▶ _PROBLEM DETAILS_
Please answer these questions using the abstract on M8OI metabolism:
1. In how many of the 20 PBC patients' sera was M8OI detectable?
2. Which added inhibitor blocked M8OI metabolism in human hepatocytes?
3. In the insect cell expression work, which CYP ranked second in activity for M8OI mono-oxygenation?

▶ _TEXT UNDER STUDY_
++++++

Environmental sampling around a landfill site in the UK previously identified the methylimidazolium ionic liquid, 1-octyl-3-methylimidazolium (M8OI), in the soil. More recently, M8OI was shown to be detectable in sera from 5/20 PBC patients and 1/10 controls and to be oxidised on the alkyl chain in the human liver. The objective of this study was to examine the metabolism of M8OI in humans in more detail. In human hepatocytes, M8OI was mono-oxygenated to 1-(8-Hydroxyoctyl)-3-methyl-imidazolium (HO8IM) then further oxidised to 1-(7-carboxyheptyl)-3-methyl-1H-imidazol-3-ium (COOH7IM). The addition of ketoconazole-in contrast to a range of other cytochrome P450 inhibitors-blocked M8OI metabolism, suggesting primarily CYP3A-dependent mono-oxygenation of M8OI. Hepatocytes from one donor produced negligible and low levels of HO8IM and COOH7IM, respectively, on incubation with M8OI, when compared to hepatocytes from other donors. This donor had undetectable levels of CYP3A4 protein and low CYP3A enzyme activity. Transcript expression levels for other adult CYP3A isoforms-CYP3A5 and CYP3A43-suggest that a lack of CYP3A4 accounted primarily for this donor's low rate of M8OI oxidation. Insect cell (supersome) expression of various human CYPs identified CYP3A4 as the most active CYP mediating M8OI mono-oxygenation, followed by CYP3A5. HO8IM and COOH7IM were not toxic to human hepatocytes, in contrast to M8OI, and using a pooled preparation of human hepatocytes from five donors, ketoconazole potentiated M8OI toxicity. These data demonstrate that CYP3A initiates the mono-oxygenation and detoxification of M8OI in adult human livers and that CYP3A4 likely plays a major role in this process.

++++++

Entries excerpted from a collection
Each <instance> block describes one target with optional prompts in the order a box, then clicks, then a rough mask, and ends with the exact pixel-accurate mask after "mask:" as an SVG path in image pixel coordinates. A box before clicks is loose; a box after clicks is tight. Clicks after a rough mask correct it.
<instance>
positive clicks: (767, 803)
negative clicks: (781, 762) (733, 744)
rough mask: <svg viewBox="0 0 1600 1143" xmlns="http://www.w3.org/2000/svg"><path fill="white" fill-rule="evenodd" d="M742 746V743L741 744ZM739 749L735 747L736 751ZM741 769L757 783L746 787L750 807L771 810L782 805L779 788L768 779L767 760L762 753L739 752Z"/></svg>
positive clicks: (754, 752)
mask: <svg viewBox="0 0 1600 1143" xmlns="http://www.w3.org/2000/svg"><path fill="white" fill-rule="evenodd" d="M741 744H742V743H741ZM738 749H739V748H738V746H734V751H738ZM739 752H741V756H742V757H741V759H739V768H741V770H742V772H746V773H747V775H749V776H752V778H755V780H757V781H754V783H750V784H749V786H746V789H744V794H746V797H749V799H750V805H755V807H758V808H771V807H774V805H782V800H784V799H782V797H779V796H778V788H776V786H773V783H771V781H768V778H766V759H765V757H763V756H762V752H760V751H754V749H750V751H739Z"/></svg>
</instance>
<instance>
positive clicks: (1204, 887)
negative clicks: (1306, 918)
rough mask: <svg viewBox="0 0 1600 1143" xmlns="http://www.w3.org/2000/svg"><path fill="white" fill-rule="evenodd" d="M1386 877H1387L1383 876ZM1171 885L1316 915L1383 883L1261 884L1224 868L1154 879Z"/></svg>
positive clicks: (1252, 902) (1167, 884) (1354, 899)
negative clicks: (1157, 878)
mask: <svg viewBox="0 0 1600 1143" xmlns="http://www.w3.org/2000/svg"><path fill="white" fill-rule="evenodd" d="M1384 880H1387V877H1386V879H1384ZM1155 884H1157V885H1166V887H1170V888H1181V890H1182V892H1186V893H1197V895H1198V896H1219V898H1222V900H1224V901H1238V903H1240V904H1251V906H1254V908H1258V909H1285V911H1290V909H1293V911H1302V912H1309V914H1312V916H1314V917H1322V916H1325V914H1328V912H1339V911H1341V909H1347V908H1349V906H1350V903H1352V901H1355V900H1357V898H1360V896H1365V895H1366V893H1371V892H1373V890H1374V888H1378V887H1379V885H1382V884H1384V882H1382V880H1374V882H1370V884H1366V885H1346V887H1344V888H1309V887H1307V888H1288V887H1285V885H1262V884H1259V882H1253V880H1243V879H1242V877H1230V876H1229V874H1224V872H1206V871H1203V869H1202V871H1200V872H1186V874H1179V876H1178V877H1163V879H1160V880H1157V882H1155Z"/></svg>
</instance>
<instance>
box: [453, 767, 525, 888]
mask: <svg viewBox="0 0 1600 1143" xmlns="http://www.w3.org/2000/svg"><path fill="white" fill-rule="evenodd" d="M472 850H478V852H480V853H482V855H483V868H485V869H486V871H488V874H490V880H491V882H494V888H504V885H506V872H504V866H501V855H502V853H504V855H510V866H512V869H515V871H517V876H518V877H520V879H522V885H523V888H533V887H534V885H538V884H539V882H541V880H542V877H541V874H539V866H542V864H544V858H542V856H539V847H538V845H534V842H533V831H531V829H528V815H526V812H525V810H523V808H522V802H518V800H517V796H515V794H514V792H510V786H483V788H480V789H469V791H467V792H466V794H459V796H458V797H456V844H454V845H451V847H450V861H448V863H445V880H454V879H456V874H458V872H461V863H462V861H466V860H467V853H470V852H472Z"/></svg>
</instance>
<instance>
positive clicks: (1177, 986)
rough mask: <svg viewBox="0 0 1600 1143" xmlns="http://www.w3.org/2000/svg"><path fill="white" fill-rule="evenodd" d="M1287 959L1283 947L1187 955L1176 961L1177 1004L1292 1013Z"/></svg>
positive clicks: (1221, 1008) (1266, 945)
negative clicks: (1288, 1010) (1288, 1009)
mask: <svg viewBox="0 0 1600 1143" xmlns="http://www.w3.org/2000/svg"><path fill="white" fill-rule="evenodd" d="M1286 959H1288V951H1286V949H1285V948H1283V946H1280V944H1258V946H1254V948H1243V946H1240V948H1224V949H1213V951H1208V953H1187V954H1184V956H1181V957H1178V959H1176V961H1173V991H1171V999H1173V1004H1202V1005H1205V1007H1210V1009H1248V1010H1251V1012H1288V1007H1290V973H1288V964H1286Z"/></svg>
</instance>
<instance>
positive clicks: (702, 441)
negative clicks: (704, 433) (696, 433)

++++++

▶ _TASK RESULT_
1. 5
2. Ketoconazole
3. CYP3A5